**Work instruction A:**
Say whether each statement below agrees with the article on the Manorbier Castle Inn's business rates. For each one, answer yes or no and quote the words of the article that decide it.
(i) The Inn's business rates are set to rise to £33,750.
(ii) The Inn says that relief will make the new bill manageable.
(iii) The new figure was published on the Valuation Office Agency website.
**Work instruction B:** According to the article on the Manorbier Castle Inn's business rates, on what date does the next revaluation take effect?
**Work instruction C:** Proceed with the article on the Manorbier Castle Inn's business rates, starting after its last sentence.

**Document section:**

________________

MANORBIER Castle Inn has warned that its business rates are set to soar from £13,500 to £33,750 when the next revaluation takes effect on 1 April 2026, calling the increase “beyond justification” and a direct threat to local jobs and the rural economy.

The jump, published on the Valuation Office Agency website, represents a rise of more than 150%. The Inn says that even with any relief applied, the scale of the bill will be impossible to absorb.

In a statement, the venue said: “This is not just another attack on independent hospitality businesses – it’s an attack on everything they hold up: employees, suppliers, other businesses, tourism, artists, musicians, the entire community. Even with relief, we and many other businesses will not be able to meet this hike.”

The Inn added that the likely consequences will be severe:
“This scale of increase will force venues to cut jobs, raise prices, and in many cases close entirely. The impact on youth employment, already fragile, will be severe.”

Local residents reacted swiftly on social media, calling the increase “utterly unreasonable” and urging elected representatives to step in.

________________

**Excerpted data:**
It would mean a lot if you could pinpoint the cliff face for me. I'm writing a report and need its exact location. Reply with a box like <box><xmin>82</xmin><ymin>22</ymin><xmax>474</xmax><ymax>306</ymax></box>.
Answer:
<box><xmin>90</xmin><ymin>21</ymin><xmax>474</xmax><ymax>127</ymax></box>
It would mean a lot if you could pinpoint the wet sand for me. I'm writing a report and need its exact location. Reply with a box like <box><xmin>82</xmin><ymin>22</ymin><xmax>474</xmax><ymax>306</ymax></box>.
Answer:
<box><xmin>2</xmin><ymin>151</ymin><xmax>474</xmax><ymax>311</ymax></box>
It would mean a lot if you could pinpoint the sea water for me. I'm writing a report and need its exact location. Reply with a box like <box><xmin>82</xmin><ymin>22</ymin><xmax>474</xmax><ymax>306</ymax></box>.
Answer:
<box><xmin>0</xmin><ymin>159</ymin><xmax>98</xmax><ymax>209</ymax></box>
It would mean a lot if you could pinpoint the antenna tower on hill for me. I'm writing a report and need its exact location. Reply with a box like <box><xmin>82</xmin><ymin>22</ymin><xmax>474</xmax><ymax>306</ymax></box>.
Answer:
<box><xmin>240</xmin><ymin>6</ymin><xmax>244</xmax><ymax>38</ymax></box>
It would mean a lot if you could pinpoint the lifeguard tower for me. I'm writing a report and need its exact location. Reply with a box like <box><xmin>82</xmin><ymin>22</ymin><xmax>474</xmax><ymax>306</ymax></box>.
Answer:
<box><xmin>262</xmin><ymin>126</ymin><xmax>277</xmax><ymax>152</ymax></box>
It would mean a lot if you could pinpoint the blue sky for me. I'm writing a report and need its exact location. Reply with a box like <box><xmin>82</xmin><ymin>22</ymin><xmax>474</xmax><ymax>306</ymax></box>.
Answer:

________________

**Task result A:**
(i) Yes: "set to soar from £13,500 to £33,750"
(ii) No: "even with any relief applied, the scale of the bill will be impossible to absorb"
(iii) Yes: "published on the Valuation Office Agency website"

**Task result B:** 1 April 2026.

**Task result C:**
Widespread rises across Pembrokeshire — and government action following local concern

Manorbier Castle Inn is one of many hospitality and tourism businesses in Pembrokeshire facing substantial rateable value increases. Some premises have reported valuations doubling, tripling or worse.

The Herald has reported extensively on the emerging pattern in recent weeks, prompting significant public debate. Following this scrutiny — and concerns raised by businesses, councillors and industry bodies — the Welsh Government moved to introduce a new support package.

On 3 December 2025, ministers announced a £116 million transitional relief scheme designed to soften the impact of next year’s revaluation. Under the plans:

  • Any business whose bill rises by more than £300 due to revaluation will have that increase phased in over two years, instead of being applied immediately.
  • For the first time since 2010, ministers will reduce the standard business rates multiplier, lowering bills for some smaller premises.

However, the multiplier cut is expected to benefit mainly small retail outlets — not pubs, cafés or restaurants, which are among the hardest hit by soaring valuations.

Cllr Huw Carnhuan Murphy, leader of the Independent Group on Pembrokeshire County Council, publicly thanked local media — including The Herald — for helping to raise the alarm. He said the coverage had “pushed the issue up the agenda” and confirmed the group would continue lobbying for support for tourism and agriculture.

Industry bodies have welcomed the relief but warn that it does not counteract the central issue: large increases in rateable values and the loss of previous reliefs that many hospitality venues relied on to survive.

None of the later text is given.